Your assignment> Search the records below for "Target: hood on child's head". Return that line and all remaining lines exactly.

Source records:
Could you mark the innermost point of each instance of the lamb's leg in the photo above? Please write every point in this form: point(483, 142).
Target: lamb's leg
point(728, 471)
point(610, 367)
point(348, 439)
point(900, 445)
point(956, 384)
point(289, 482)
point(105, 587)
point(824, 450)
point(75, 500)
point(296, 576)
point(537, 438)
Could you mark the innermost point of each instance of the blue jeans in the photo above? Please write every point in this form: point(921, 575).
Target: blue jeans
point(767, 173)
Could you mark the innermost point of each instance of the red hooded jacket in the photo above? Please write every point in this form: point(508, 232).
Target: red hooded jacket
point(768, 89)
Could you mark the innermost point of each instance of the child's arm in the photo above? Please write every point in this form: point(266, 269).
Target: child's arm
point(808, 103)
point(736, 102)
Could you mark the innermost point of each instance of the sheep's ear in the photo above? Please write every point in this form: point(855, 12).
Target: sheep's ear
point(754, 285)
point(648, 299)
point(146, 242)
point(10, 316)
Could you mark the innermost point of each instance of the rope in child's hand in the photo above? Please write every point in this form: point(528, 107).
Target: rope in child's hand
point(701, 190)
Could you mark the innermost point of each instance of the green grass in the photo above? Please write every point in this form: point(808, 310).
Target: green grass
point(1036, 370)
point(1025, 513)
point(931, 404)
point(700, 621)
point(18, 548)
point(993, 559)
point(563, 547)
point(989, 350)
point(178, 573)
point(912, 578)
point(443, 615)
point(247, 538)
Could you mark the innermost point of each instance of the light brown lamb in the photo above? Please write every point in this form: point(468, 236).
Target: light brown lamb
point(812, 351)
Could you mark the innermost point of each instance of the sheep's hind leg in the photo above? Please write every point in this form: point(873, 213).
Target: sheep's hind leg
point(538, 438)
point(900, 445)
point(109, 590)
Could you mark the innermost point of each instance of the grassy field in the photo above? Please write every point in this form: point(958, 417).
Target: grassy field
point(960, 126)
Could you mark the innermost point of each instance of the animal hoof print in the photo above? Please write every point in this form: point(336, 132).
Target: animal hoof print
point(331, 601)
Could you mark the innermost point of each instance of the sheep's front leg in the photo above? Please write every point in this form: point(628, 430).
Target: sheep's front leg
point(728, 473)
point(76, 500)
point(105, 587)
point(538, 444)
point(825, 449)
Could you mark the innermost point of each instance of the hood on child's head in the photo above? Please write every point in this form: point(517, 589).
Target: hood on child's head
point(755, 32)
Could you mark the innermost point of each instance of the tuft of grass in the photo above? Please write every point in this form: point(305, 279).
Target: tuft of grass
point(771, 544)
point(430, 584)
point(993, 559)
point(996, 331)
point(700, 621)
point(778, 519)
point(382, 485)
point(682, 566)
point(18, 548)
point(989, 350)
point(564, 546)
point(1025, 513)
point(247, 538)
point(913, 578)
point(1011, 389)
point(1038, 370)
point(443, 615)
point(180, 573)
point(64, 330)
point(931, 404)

Task response>
Target: hood on child's head
point(755, 32)
Could you mark the innermost point of each instance of the tuft of grass in the photo above? Please write every point in this form: point(305, 279).
Target: tuft of grass
point(771, 544)
point(430, 584)
point(993, 559)
point(996, 331)
point(700, 621)
point(778, 519)
point(382, 485)
point(682, 566)
point(18, 548)
point(989, 350)
point(564, 546)
point(1025, 513)
point(247, 538)
point(913, 578)
point(1011, 389)
point(1038, 370)
point(443, 615)
point(180, 573)
point(64, 330)
point(931, 404)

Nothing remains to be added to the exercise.